WORK TO BE COMPLETED -> The full set of entries is to be returned word for word.

(STORED DATA Opens)

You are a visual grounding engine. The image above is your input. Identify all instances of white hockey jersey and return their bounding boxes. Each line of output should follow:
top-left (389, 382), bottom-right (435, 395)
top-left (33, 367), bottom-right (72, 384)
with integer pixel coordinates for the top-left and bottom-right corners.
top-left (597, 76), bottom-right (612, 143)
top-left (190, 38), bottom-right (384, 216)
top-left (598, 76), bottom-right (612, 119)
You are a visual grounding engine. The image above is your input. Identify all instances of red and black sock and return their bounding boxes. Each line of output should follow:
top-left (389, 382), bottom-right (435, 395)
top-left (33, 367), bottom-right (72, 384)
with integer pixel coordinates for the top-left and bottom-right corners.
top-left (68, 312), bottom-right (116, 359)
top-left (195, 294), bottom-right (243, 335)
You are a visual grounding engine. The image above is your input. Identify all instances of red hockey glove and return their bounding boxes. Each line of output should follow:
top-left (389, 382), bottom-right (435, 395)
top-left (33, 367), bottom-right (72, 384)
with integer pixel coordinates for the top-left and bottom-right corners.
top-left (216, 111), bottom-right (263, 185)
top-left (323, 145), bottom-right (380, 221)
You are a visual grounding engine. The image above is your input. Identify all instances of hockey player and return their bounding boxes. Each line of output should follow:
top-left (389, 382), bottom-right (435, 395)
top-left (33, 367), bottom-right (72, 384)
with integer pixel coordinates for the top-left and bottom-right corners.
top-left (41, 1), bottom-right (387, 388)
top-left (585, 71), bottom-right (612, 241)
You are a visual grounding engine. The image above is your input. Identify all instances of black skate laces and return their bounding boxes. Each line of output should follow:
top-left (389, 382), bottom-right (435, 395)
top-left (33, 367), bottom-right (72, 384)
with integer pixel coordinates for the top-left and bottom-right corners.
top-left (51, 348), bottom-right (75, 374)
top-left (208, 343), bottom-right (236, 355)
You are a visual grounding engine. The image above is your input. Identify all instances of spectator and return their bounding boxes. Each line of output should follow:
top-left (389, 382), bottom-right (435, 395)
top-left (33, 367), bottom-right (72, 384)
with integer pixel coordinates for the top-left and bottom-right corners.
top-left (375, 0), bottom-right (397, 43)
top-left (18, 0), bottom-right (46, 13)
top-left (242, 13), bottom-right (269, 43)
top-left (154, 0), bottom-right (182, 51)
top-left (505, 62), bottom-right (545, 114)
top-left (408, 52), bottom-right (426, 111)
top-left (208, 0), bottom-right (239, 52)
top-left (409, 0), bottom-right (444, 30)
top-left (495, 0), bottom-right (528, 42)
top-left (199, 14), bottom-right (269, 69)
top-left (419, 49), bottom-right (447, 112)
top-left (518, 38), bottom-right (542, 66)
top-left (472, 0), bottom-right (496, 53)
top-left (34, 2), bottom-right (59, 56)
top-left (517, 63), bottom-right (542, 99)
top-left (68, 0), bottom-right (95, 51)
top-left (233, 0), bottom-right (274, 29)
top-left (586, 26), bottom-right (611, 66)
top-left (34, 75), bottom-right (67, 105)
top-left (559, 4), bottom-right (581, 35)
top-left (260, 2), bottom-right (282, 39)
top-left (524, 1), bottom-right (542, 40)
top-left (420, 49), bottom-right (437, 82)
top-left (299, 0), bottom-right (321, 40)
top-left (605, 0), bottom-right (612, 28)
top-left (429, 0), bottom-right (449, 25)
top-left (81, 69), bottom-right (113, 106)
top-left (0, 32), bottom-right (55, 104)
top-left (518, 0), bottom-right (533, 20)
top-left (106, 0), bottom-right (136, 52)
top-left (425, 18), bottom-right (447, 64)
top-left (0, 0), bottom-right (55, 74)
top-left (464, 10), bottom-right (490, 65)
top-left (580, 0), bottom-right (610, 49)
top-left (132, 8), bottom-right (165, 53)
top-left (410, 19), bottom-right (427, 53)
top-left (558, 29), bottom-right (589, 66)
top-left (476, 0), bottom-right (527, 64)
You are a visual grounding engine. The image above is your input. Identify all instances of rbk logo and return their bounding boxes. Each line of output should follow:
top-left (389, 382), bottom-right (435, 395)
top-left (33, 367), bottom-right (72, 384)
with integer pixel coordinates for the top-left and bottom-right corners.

(STORED DATA Closes)

RESULT ->
You are a visual grounding engine. The image above is your input. Identify all instances of white hockey jersey and return their bounding boxes. Each line of output should follow:
top-left (389, 382), bottom-right (435, 395)
top-left (33, 367), bottom-right (72, 384)
with integer pixel coordinates for the top-left and bottom-right corners.
top-left (597, 76), bottom-right (612, 143)
top-left (190, 38), bottom-right (384, 216)
top-left (598, 76), bottom-right (612, 119)
You are a visual grounding engine. The image above is your input. Identify all instances of red and black sock and return their bounding boxes. Each line of output should follow:
top-left (389, 382), bottom-right (435, 395)
top-left (33, 367), bottom-right (72, 384)
with integer pixel coordinates for the top-left and bottom-right corners.
top-left (68, 312), bottom-right (116, 359)
top-left (195, 294), bottom-right (243, 335)
You are a visual grounding engine. The image above is your input. Identify all instances of red hockey glove and return their bounding boxes. Each line of output should follow:
top-left (389, 382), bottom-right (435, 395)
top-left (33, 367), bottom-right (72, 384)
with integer pixel coordinates for the top-left and bottom-right corners.
top-left (216, 111), bottom-right (263, 185)
top-left (323, 145), bottom-right (380, 221)
You are a visual grounding engine. The image above is your input. Identify all instances of hockey player and return their bounding boxes. Each line of output should follow:
top-left (389, 382), bottom-right (435, 395)
top-left (33, 367), bottom-right (72, 384)
with integer pixel coordinates for the top-left and bottom-right corners.
top-left (41, 1), bottom-right (387, 388)
top-left (585, 71), bottom-right (612, 241)
You are a visual grounding engine. The image above is your input. Identify all instances of black skate laces and return their bounding boxes. Each line of output should follow:
top-left (389, 382), bottom-right (435, 395)
top-left (33, 367), bottom-right (72, 384)
with integer pixel coordinates for the top-left and bottom-right corners.
top-left (51, 348), bottom-right (75, 374)
top-left (208, 343), bottom-right (236, 355)
You are a visual grounding engine. The image above is your input. Identify all instances of spectator and return their bounding boxes. Each line of output should follow:
top-left (389, 382), bottom-right (435, 395)
top-left (33, 367), bottom-right (72, 384)
with integer pixel coordinates for the top-left and bottom-right corners.
top-left (375, 0), bottom-right (397, 43)
top-left (18, 0), bottom-right (46, 13)
top-left (242, 13), bottom-right (269, 43)
top-left (154, 0), bottom-right (182, 51)
top-left (505, 62), bottom-right (545, 114)
top-left (408, 52), bottom-right (426, 111)
top-left (208, 0), bottom-right (239, 52)
top-left (409, 0), bottom-right (444, 30)
top-left (495, 0), bottom-right (528, 42)
top-left (199, 14), bottom-right (269, 69)
top-left (419, 49), bottom-right (447, 112)
top-left (518, 38), bottom-right (542, 66)
top-left (472, 0), bottom-right (496, 53)
top-left (34, 2), bottom-right (59, 56)
top-left (517, 63), bottom-right (542, 99)
top-left (68, 0), bottom-right (95, 51)
top-left (233, 0), bottom-right (274, 29)
top-left (586, 26), bottom-right (611, 66)
top-left (34, 75), bottom-right (67, 105)
top-left (559, 4), bottom-right (581, 35)
top-left (260, 2), bottom-right (282, 39)
top-left (524, 1), bottom-right (542, 40)
top-left (420, 49), bottom-right (437, 82)
top-left (299, 0), bottom-right (321, 40)
top-left (605, 0), bottom-right (612, 28)
top-left (429, 0), bottom-right (449, 25)
top-left (81, 69), bottom-right (113, 106)
top-left (0, 32), bottom-right (55, 104)
top-left (518, 0), bottom-right (533, 20)
top-left (106, 0), bottom-right (136, 52)
top-left (425, 18), bottom-right (447, 64)
top-left (0, 0), bottom-right (55, 74)
top-left (464, 10), bottom-right (490, 65)
top-left (580, 0), bottom-right (610, 49)
top-left (132, 8), bottom-right (165, 53)
top-left (410, 19), bottom-right (427, 53)
top-left (558, 29), bottom-right (589, 66)
top-left (476, 0), bottom-right (527, 64)
You are a visual grounding engine. The image above is your input. Identify all instances of rbk logo and return their bounding boxes. Each line of output should follow:
top-left (389, 382), bottom-right (435, 395)
top-left (33, 367), bottom-right (72, 384)
with integer pixel coordinates for the top-left and bottom-right corners.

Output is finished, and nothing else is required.